● Task to complete
Update the records starting with the line containing "the black platform" and continuing through the line containing "x=353, y=484" by replacing "cardigan" with "sweater", leaving everything else unchanged. Return only those lines.
○ ○ ○ ○ ○
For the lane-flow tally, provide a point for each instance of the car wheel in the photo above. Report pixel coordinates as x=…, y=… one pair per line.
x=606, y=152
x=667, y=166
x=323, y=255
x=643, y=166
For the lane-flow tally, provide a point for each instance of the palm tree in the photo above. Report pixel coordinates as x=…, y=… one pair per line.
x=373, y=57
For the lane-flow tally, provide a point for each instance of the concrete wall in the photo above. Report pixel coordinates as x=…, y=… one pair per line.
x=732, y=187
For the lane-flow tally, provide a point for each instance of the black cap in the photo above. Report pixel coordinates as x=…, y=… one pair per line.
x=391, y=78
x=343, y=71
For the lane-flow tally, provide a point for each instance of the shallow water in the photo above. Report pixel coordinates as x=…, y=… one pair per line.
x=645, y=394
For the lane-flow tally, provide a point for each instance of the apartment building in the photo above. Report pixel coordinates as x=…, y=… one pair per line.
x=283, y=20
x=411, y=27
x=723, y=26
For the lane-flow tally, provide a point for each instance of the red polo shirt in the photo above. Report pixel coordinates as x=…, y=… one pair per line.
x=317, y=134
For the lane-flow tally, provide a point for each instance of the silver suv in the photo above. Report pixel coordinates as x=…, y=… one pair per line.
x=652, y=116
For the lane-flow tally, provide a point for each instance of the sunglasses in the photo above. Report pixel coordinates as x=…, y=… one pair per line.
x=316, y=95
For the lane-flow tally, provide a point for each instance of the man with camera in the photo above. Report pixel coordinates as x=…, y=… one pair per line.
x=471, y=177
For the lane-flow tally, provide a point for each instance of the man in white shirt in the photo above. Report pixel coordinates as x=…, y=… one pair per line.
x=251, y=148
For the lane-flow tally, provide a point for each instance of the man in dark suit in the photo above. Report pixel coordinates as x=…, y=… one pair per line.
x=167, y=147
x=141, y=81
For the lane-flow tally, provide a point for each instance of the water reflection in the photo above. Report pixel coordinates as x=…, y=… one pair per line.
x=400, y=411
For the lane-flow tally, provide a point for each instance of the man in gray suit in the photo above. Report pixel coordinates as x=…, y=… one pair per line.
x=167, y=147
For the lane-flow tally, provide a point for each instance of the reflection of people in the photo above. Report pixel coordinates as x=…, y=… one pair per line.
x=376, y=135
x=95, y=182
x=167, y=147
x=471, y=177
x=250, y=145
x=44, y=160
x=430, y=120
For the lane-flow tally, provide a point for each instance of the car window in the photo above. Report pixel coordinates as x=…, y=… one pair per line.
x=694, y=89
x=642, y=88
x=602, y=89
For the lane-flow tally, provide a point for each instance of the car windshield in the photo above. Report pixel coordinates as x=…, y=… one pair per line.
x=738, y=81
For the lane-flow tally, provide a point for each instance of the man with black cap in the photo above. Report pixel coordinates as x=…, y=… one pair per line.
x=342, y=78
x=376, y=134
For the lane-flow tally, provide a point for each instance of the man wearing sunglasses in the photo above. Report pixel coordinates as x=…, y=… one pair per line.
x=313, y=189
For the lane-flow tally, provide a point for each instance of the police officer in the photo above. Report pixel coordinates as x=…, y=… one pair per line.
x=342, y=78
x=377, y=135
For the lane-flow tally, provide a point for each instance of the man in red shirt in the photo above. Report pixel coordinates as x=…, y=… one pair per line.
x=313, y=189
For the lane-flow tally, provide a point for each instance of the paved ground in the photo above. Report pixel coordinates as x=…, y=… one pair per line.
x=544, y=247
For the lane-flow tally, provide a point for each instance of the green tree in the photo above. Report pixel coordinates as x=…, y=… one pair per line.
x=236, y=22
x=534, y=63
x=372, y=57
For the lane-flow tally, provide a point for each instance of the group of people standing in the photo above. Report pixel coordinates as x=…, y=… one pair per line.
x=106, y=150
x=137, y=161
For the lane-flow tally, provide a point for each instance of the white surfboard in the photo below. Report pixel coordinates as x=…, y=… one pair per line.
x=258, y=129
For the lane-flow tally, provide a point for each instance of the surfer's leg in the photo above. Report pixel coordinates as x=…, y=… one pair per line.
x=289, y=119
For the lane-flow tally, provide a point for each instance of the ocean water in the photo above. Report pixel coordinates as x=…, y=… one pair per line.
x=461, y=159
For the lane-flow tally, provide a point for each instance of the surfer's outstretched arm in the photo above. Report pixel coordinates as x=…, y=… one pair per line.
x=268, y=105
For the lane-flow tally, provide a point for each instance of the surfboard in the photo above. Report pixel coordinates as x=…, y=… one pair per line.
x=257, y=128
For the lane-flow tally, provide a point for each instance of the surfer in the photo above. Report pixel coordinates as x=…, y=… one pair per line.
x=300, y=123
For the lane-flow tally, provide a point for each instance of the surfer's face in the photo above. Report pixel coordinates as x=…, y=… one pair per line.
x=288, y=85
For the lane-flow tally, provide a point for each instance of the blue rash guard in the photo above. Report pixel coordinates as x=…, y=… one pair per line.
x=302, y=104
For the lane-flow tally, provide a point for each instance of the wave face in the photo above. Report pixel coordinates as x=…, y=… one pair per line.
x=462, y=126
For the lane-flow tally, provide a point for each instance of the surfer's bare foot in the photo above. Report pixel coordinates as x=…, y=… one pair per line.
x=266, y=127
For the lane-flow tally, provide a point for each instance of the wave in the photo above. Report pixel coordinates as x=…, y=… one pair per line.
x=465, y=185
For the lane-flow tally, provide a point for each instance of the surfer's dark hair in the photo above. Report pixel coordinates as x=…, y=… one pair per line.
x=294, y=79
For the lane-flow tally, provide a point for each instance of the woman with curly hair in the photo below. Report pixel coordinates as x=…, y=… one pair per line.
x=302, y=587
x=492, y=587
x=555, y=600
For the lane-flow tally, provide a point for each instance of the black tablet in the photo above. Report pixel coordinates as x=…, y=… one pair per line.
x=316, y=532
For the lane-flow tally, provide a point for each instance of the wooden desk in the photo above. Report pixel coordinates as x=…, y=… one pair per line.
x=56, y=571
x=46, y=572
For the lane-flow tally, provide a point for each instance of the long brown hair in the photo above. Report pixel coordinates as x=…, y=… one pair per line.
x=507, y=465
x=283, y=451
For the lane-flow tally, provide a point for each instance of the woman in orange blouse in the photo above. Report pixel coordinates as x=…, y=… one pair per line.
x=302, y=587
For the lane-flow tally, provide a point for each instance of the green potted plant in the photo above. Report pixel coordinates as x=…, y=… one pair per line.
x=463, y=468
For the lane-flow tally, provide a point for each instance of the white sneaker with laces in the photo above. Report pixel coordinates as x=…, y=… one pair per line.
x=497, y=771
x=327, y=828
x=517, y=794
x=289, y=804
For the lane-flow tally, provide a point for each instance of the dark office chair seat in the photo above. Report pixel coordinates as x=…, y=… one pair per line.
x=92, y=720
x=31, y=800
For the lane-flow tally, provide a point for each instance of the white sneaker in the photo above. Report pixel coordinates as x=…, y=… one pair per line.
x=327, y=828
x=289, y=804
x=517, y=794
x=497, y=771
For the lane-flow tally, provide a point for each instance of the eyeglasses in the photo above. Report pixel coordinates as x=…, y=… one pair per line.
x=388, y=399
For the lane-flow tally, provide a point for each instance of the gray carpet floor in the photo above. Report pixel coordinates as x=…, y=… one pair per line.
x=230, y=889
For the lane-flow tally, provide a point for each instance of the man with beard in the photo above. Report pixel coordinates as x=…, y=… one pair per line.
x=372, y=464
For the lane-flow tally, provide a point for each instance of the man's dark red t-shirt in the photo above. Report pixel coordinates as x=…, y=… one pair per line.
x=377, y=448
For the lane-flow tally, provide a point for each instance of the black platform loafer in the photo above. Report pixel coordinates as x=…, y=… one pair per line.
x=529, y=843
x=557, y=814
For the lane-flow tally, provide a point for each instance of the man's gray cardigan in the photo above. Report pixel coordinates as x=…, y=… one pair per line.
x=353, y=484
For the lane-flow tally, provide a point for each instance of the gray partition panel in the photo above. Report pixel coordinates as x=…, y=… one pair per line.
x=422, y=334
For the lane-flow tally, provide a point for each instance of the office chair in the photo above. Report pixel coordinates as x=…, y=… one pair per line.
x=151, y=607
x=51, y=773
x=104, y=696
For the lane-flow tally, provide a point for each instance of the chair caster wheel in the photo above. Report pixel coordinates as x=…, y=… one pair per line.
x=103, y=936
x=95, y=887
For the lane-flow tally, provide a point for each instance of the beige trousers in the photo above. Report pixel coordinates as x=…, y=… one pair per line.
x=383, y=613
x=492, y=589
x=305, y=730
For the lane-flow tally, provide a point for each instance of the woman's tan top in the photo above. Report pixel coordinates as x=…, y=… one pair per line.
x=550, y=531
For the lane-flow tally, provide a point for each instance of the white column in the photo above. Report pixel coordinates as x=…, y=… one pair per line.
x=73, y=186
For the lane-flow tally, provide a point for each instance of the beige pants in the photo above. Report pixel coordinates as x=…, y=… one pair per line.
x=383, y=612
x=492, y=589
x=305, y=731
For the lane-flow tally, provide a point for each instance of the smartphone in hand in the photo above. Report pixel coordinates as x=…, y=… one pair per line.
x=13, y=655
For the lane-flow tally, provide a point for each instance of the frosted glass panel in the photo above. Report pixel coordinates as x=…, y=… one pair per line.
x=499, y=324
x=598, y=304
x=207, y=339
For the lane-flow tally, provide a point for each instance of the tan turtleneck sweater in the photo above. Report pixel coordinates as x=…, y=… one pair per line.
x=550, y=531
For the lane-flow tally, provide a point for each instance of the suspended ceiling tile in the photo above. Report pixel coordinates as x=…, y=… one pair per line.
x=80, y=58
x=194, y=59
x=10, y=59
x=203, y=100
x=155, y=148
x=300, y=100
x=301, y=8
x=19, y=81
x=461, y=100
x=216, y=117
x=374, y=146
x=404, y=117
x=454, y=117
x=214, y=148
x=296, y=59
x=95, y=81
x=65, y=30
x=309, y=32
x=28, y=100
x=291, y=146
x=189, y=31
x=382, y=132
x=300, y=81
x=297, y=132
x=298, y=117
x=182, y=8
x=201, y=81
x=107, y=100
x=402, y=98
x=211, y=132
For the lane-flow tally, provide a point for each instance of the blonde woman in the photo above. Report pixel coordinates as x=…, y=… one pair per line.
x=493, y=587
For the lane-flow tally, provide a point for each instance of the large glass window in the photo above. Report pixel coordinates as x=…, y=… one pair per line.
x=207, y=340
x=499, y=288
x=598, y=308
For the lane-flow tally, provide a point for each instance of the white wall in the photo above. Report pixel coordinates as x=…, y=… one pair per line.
○ ○ ○ ○ ○
● The reply
For the lane-flow tally, provide a point for each instance of the black platform loafer in the photo above. Report pixel coordinates as x=…, y=… one pair per line.
x=529, y=843
x=557, y=814
For the lane-flow tally, provide a point for each instance of the man's gray sweater in the photo above. Report pixel coordinates as x=…, y=… one pair per line.
x=353, y=484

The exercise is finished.